▸ Problems to solve
#1 In the passage on historical diets, how many milk cows did the grandpa's sharecropping family have?
#2 In the passage on historical diets, take the part from "My grandpa’s impoverished" to "and weekly liver/pate’s." and swap "liver" for "kidney" throughout.
#3 Write the next part of the passage on historical diets, picking up after its final sentence.

▸ Source extract
However, I’m not at all convinced that looking at evidence of hunter gatherer societies is at all useful in determining an optimal diet. And indeed, for the last few thousand years, agrarian societies consume WAY more vitamin A, than today’s western person, due to sources like liver and heart, which were consumed weekly, and dairy, which was consumed daily, by the lb.

My grandpa’s impoverished sharecropping family, had two milk cows providing approximately 7 gallons a day to a household of 3 adults and 6 children at any given moment (that accounts for about the rate of reared to nest leaving that each child stayed in the home). They also ate liver weekly. Idk about heart but I know heart roast was a weekly Sunday dish in Germanic Europe until 40 years ago, on top of highest dairy consumption and weekly liver/pate’s.

(Region pointing data)
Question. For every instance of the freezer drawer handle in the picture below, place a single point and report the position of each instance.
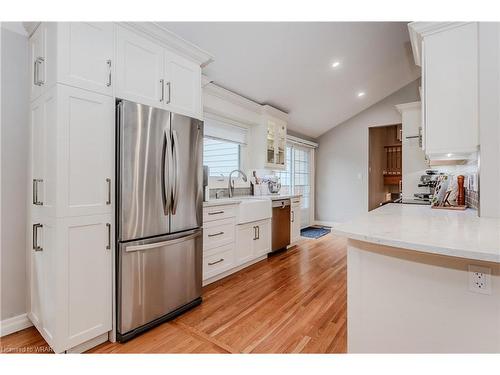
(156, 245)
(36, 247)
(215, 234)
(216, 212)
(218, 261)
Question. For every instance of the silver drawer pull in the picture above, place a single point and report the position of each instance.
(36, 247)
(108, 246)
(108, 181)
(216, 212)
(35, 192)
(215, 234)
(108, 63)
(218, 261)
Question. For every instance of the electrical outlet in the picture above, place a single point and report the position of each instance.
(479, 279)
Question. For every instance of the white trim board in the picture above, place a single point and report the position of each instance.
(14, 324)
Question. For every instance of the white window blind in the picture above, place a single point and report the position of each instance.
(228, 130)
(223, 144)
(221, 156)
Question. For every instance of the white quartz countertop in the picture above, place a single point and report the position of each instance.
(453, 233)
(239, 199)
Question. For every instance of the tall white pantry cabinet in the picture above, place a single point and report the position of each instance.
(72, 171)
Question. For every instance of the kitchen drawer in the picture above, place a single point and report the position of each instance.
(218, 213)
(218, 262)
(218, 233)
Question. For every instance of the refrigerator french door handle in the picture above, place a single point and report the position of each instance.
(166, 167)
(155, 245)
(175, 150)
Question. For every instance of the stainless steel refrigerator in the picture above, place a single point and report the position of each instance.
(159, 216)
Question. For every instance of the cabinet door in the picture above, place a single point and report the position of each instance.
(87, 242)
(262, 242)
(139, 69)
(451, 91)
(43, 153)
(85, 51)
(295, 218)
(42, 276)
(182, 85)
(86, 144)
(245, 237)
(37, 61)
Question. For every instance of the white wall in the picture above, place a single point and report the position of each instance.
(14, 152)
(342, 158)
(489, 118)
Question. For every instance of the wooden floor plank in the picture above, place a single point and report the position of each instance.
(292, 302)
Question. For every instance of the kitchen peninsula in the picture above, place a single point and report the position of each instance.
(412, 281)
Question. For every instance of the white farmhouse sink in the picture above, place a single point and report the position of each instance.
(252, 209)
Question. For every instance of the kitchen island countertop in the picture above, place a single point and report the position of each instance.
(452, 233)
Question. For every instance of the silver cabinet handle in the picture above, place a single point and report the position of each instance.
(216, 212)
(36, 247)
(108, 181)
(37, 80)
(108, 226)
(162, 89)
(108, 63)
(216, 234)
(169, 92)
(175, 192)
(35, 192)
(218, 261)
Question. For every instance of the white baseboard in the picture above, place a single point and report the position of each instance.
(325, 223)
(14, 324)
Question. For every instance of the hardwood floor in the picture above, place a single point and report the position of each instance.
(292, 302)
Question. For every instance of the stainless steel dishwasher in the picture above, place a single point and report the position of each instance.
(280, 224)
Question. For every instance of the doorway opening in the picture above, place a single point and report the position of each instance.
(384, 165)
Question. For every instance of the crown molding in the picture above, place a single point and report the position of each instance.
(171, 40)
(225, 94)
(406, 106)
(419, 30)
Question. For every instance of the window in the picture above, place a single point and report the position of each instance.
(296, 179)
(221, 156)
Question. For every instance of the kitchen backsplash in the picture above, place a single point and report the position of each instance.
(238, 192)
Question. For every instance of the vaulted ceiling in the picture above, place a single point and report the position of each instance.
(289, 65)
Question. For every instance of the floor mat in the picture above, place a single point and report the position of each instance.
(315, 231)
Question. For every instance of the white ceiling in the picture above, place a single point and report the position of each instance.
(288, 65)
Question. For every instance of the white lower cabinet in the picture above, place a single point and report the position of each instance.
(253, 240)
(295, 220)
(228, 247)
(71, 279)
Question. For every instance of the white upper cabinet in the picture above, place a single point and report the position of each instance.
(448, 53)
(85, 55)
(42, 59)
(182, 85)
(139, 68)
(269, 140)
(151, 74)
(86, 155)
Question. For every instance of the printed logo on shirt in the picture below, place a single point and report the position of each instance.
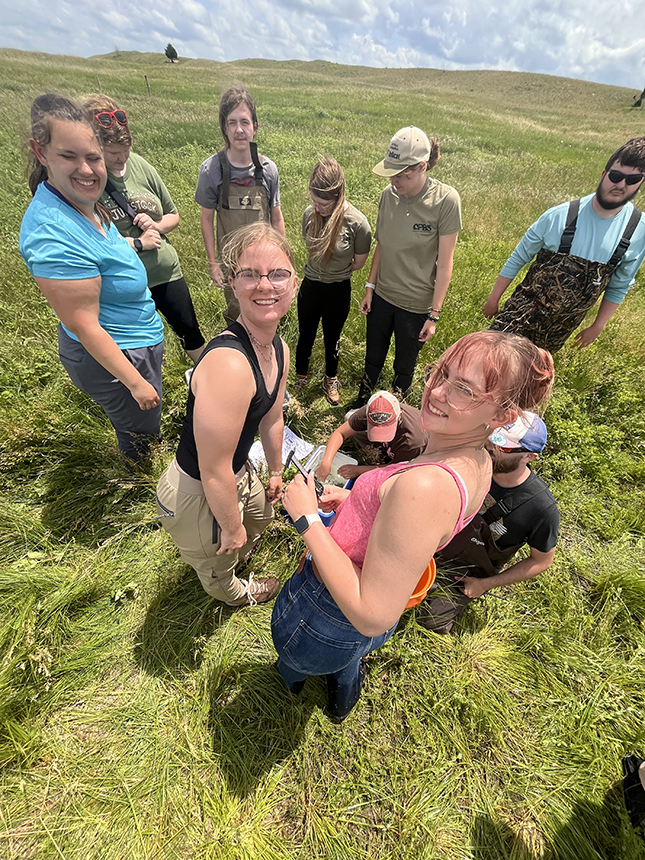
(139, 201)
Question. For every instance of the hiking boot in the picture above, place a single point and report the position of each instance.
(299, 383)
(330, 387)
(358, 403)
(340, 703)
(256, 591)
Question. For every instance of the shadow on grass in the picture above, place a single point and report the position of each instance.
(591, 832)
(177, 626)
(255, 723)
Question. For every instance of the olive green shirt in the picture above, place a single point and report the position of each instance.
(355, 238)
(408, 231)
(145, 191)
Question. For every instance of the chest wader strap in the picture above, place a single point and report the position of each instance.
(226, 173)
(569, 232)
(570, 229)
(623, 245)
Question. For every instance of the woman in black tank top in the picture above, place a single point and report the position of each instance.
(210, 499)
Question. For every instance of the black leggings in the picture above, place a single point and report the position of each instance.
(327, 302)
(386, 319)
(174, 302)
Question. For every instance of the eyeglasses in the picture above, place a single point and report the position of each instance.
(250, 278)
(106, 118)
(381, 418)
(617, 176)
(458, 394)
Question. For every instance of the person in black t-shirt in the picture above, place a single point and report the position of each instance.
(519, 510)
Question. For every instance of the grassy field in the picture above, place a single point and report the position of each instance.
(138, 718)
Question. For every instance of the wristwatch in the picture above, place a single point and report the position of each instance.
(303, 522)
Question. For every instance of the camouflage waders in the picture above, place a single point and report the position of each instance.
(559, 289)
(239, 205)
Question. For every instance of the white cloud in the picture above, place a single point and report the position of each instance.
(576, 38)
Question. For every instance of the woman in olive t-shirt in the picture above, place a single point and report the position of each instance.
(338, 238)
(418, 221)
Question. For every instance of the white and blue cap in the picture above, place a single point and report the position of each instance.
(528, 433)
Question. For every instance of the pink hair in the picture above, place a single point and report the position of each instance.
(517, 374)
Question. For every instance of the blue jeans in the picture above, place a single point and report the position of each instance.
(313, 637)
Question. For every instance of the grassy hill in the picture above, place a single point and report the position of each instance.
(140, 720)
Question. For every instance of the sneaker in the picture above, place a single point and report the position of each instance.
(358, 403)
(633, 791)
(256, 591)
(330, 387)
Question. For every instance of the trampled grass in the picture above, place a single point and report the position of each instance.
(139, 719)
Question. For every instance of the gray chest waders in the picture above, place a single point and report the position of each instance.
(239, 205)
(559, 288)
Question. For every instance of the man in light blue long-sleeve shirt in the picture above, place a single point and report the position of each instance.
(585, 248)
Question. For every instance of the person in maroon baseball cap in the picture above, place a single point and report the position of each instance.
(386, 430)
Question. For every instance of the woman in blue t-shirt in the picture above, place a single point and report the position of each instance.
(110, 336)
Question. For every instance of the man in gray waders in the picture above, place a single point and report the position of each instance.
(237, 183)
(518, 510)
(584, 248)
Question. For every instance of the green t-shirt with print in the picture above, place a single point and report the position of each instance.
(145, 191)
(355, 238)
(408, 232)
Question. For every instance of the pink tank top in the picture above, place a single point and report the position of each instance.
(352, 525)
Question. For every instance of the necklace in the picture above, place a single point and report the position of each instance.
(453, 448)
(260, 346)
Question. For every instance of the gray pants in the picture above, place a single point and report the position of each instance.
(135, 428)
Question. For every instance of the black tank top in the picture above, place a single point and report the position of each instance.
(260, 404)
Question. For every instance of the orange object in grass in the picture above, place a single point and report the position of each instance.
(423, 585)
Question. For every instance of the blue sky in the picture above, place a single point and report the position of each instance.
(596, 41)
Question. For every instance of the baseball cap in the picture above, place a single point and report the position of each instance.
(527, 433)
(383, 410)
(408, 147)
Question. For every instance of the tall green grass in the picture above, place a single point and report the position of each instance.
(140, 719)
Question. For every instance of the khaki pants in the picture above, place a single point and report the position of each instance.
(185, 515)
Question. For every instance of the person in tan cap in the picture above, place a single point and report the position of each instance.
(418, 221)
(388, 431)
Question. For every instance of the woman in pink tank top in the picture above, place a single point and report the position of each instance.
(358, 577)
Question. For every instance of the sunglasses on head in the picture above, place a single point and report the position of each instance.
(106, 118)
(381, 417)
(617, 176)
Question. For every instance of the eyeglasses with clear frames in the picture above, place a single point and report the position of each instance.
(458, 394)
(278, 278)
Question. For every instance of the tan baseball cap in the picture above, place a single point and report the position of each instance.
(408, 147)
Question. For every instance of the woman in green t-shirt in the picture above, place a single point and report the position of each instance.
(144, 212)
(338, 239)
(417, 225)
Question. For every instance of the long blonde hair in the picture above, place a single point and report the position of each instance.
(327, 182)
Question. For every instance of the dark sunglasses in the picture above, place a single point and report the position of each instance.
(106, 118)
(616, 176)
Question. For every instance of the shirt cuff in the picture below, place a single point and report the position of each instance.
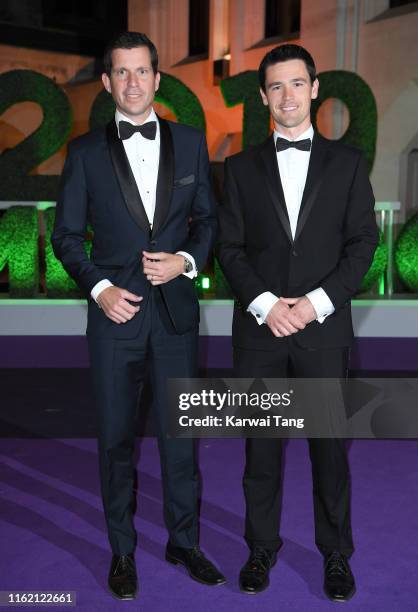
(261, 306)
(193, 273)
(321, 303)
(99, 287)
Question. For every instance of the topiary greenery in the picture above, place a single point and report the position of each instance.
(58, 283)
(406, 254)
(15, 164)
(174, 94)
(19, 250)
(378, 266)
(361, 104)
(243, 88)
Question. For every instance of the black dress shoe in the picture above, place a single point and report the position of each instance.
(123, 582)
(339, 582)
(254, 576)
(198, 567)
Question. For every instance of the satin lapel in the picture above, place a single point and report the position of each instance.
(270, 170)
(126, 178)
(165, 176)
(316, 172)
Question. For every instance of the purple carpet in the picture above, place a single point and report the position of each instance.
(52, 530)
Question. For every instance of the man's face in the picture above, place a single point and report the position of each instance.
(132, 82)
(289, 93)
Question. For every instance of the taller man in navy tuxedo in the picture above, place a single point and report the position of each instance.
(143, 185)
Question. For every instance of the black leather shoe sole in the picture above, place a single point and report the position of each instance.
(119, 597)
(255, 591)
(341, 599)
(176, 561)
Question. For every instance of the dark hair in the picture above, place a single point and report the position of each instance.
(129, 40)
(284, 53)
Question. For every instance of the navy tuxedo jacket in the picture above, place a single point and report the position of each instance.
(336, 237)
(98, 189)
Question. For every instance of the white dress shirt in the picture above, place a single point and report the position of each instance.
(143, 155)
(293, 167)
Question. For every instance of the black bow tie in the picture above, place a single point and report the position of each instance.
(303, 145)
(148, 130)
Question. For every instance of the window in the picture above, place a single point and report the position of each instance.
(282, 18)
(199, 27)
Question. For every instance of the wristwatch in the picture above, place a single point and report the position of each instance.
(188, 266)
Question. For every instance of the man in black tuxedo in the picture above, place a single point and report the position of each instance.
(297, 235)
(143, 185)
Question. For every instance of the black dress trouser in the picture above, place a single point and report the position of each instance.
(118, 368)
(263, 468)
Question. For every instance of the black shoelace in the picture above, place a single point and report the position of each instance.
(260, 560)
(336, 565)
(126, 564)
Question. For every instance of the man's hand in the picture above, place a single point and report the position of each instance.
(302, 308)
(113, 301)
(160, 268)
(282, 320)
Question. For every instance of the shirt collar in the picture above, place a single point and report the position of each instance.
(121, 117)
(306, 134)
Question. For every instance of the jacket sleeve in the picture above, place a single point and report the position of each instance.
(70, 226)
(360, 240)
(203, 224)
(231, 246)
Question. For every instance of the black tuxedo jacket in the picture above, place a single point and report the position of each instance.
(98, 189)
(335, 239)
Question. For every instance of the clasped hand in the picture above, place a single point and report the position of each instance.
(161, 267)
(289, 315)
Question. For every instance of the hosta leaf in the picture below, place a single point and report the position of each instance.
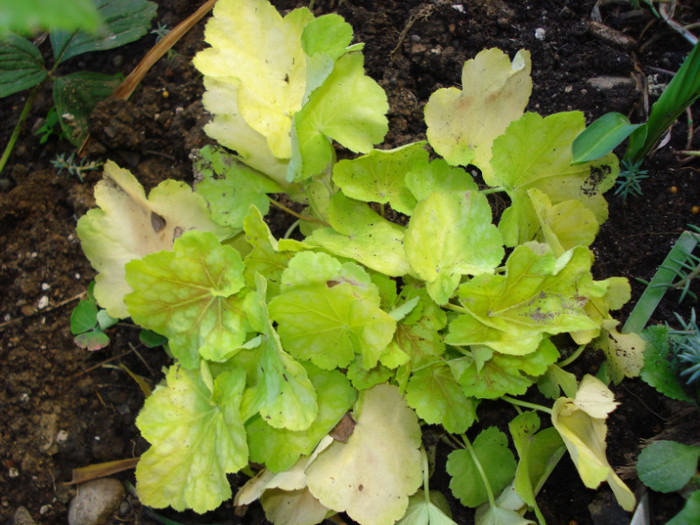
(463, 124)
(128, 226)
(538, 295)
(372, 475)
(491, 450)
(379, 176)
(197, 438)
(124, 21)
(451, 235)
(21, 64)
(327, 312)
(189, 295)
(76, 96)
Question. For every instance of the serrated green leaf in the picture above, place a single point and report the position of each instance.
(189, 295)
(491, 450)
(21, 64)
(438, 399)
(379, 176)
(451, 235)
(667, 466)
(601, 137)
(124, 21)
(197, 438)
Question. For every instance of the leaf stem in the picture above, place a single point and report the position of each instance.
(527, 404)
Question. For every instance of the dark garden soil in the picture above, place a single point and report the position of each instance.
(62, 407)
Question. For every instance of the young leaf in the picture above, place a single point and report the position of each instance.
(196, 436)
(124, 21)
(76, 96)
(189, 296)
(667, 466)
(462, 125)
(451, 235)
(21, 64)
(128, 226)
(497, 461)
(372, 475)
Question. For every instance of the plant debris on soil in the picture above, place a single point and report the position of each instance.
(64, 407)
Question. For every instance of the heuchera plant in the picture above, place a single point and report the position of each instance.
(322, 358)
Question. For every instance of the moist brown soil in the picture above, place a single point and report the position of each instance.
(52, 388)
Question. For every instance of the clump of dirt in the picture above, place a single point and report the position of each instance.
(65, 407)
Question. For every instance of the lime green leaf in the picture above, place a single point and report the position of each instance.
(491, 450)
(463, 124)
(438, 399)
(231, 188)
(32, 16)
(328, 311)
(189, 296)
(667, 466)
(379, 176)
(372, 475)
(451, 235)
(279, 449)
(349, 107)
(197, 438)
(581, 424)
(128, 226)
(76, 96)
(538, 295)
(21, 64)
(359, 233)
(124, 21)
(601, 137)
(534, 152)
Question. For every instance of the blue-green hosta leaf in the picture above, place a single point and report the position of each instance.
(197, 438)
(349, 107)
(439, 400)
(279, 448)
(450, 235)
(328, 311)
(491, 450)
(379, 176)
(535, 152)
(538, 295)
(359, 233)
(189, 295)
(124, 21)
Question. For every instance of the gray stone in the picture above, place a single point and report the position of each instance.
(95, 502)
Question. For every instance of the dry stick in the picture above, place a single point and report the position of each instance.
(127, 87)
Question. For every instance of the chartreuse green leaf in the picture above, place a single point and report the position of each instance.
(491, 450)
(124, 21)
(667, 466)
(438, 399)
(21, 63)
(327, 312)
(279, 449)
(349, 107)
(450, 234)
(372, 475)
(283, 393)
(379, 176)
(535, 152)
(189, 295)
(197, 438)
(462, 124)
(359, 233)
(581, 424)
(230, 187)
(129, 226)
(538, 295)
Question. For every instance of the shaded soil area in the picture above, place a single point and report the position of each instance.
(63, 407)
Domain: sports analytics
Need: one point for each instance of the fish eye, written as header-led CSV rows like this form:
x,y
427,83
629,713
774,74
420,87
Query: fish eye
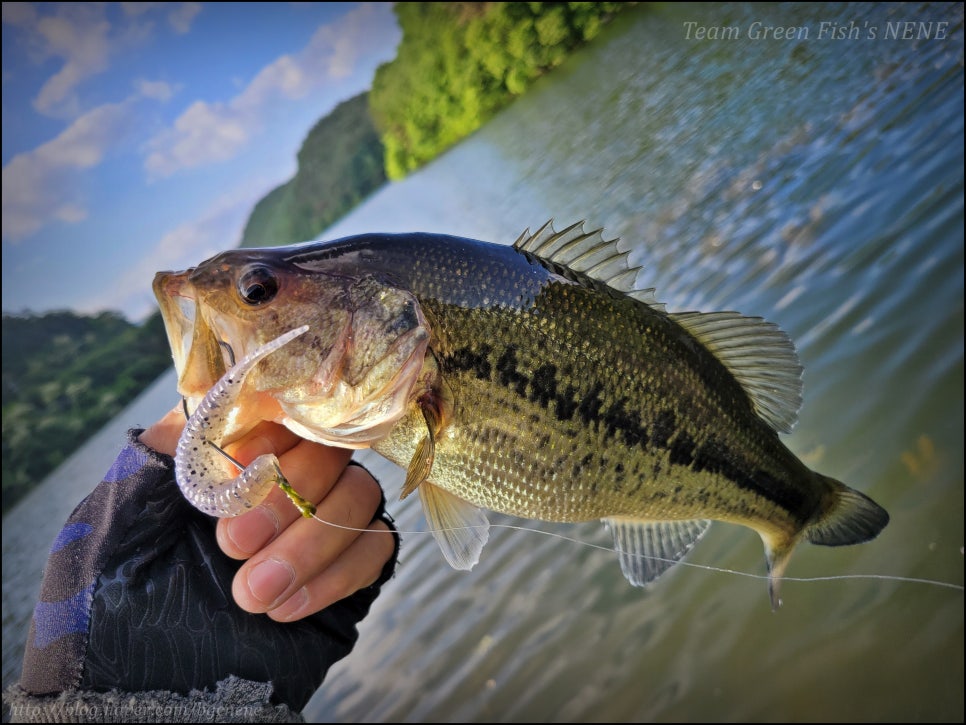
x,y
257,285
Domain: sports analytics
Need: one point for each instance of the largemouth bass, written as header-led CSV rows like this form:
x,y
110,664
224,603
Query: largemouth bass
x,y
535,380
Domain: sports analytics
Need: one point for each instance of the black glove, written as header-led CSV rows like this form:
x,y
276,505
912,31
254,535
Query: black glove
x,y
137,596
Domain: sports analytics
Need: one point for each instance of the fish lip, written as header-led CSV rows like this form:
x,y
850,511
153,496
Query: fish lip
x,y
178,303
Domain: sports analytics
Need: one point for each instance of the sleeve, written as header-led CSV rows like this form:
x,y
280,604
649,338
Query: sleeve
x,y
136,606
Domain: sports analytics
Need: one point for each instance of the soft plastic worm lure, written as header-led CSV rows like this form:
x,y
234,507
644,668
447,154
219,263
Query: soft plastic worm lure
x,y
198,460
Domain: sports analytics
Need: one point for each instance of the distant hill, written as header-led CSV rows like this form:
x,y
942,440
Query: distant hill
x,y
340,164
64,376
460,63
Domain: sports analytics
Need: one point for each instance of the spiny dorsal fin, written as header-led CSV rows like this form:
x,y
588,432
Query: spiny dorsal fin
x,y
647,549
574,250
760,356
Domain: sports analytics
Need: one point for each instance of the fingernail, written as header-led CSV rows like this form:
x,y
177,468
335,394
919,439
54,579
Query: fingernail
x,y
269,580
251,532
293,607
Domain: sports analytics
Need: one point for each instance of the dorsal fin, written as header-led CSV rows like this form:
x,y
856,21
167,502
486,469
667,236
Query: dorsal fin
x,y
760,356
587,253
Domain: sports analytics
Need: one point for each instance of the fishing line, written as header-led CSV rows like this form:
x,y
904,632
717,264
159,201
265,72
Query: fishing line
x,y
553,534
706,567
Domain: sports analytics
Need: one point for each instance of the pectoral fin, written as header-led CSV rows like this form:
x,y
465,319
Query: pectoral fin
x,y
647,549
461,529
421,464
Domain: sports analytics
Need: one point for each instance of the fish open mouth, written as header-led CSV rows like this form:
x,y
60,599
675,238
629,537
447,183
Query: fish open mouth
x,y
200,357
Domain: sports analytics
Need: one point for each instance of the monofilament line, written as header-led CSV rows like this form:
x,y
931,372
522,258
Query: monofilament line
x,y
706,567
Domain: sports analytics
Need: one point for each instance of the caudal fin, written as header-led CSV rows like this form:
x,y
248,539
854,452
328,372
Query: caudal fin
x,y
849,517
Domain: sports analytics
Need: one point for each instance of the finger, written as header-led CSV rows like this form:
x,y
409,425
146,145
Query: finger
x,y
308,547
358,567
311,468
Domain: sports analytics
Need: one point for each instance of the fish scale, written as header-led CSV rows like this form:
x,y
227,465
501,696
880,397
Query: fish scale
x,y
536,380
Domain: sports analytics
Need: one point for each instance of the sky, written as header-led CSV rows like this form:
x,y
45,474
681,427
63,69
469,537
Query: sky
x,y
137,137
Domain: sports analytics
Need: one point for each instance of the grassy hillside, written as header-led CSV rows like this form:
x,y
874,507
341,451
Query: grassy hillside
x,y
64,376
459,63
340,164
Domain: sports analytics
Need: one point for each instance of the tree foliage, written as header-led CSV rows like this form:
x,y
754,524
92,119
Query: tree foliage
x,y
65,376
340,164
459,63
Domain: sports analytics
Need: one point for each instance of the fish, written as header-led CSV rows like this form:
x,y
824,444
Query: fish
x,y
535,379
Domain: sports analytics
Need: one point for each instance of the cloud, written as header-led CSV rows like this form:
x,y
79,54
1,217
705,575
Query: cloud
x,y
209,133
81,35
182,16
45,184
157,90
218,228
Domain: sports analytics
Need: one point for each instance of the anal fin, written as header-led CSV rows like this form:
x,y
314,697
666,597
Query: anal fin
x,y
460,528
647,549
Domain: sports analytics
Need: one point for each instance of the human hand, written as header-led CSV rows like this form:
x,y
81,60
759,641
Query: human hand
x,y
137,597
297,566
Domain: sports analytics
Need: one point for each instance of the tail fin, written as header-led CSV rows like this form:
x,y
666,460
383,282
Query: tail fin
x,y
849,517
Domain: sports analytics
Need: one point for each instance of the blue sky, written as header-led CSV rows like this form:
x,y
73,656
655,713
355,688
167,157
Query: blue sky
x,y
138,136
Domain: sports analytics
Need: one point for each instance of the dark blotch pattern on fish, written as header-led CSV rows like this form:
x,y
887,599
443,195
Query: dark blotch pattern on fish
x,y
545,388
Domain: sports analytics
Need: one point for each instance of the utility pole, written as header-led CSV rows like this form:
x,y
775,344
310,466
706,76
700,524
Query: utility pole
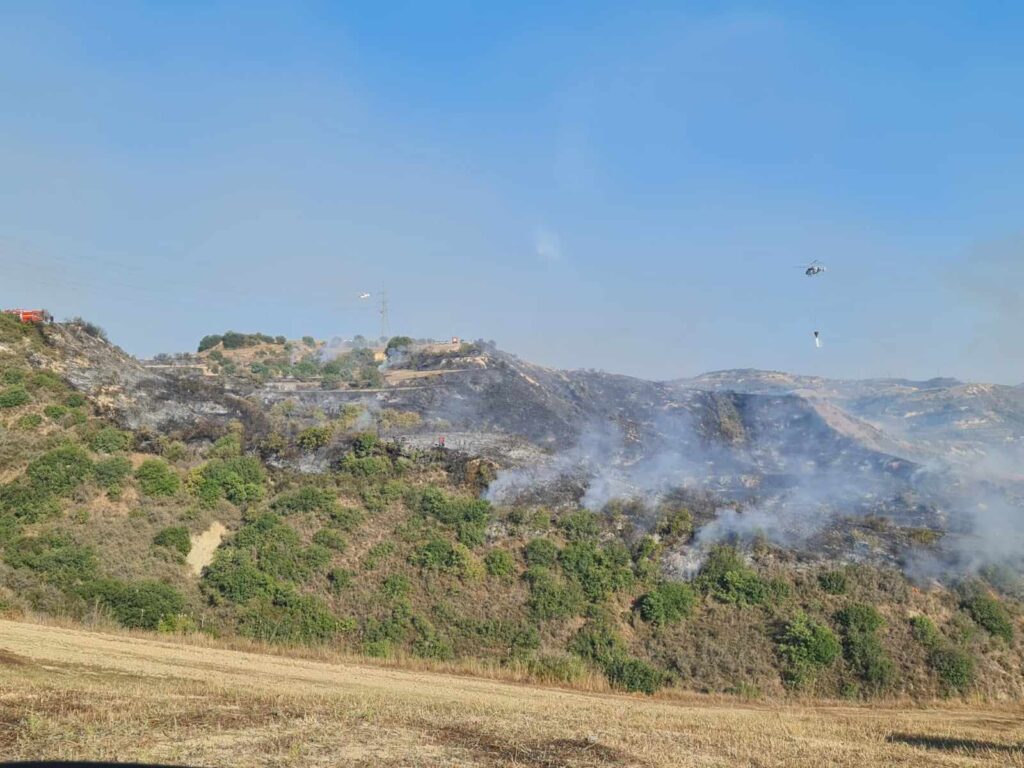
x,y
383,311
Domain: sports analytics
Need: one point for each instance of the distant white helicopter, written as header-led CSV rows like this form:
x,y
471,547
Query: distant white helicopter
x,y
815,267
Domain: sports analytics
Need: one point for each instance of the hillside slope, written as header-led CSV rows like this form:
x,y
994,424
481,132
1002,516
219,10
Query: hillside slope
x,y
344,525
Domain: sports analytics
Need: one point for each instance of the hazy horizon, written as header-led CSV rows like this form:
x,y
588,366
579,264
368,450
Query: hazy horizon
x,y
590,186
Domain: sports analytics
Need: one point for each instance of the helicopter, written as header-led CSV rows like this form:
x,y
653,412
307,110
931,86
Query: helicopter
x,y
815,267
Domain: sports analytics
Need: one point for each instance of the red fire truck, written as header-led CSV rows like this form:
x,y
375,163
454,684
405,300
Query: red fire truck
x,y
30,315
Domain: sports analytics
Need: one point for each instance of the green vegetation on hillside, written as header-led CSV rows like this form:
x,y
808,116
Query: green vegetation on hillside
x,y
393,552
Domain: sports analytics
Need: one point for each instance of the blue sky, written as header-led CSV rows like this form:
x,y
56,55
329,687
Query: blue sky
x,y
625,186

▸ Solved tasks
#1 Two.

#2
My grandpa’s impoverished sharecropping family, had two milk cows providing approximately 7 gallons a day to a household of 3 adults and 6 children at any given moment (that accounts for about the rate of reared to nest leaving that each child stayed in the home). They also ate kidney weekly. Idk about heart but I know heart roast was a weekly Sunday dish in Germanic Europe until 40 years ago, on top of highest dairy consumption and weekly kidney/pate’s.

#3
If you think the modern westerner eats anything comparable I guess there’s no further discussion to be had. Maybe beta carotene, which is what I guess you’re claiming kept my vitamin A levels not low, but in raw veggies, that’s not very digestible.


Literally the same for everyone consuming the aforementioned homesteader/agrarian diet, and that’s the crux of my whole argument against vitamin A toxicity. I’m not saying one can’t get vitamin A toxic from supplementing while hypothyroid and lacking vitamin E on top, but that’s a separate issue to the vitamin A toxicity imo, as Grant Genereux and Garrett Smith suppose. People are now even saying to stop eating liver and dairy!


Agreed, that’s another piece of the health puzzle, that ironically, I actually think the vitamin A toxicity crowd underplays when they feel better on their diet of choice (beans can indeed help with bile/estrogen detox, but that doesn’t mean that detoxing vitamin A is improving anything as they sometimes support).

I’m not saying you stand by all statements of the anti-vitamin A crowd, but that’s largely what I’m addressing.
There is something seriously wrong with our society when an impoverished sharecropper with six kids would eat better than 80% of our ostensibly rich nations.